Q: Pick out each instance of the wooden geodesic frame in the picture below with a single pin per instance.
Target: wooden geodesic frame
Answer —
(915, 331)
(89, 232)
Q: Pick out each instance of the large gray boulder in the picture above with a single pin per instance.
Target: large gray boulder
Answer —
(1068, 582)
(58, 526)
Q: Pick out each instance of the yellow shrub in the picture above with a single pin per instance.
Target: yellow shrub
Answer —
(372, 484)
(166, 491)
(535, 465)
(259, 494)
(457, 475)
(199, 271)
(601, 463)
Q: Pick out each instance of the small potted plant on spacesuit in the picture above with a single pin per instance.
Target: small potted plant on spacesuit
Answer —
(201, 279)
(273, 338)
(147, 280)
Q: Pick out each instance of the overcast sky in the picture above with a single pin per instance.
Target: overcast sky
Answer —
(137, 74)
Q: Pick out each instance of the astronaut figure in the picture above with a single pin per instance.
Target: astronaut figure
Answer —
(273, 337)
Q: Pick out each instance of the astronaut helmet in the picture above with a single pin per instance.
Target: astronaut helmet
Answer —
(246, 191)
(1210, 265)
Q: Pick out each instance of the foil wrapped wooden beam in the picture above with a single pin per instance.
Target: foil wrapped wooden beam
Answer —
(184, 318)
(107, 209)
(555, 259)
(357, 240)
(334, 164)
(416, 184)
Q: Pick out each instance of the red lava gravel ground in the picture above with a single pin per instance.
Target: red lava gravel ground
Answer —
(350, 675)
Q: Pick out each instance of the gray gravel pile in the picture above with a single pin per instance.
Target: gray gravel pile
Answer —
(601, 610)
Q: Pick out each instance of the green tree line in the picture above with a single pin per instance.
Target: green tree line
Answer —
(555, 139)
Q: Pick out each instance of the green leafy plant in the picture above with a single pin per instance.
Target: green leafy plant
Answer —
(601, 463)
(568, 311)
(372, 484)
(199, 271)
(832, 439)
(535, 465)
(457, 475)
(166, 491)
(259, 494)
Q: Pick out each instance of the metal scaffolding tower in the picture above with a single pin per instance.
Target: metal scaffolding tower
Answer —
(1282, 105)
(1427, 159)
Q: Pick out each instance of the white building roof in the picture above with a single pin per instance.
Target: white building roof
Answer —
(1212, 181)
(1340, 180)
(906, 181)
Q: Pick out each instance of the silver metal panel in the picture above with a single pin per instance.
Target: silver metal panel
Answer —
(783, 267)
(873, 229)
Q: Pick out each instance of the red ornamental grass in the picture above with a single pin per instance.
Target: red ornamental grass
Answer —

☆ ☆ ☆

= Your objective =
Copy exactly, and only, the lines from the line containing "Target: green leafy plant" to the end of the listing, with both ends included.

= Response to this exercise =
Target: green leafy plant
Answer —
(601, 463)
(568, 311)
(372, 484)
(199, 271)
(832, 439)
(535, 465)
(457, 475)
(166, 491)
(259, 494)
Q: Pick out each instance of the metal scaffolding tower in the picture above with a single pin per instance.
Target: metal scaffolding tower
Answer —
(1282, 105)
(1427, 159)
Q: Pick out each instance of the white building roof in the picture above with a single pin per instance.
Target: white building roof
Answer —
(1212, 181)
(1340, 180)
(906, 181)
Q: Pick out each instance of the silver metal panel in the picture above with a single pin per instance.
Target: silver metal panel
Answer —
(783, 267)
(873, 229)
Q: Pick out each instance of the red ornamental grass in the picture above with a single pin per instance.
Target: red ornamental grass
Answer —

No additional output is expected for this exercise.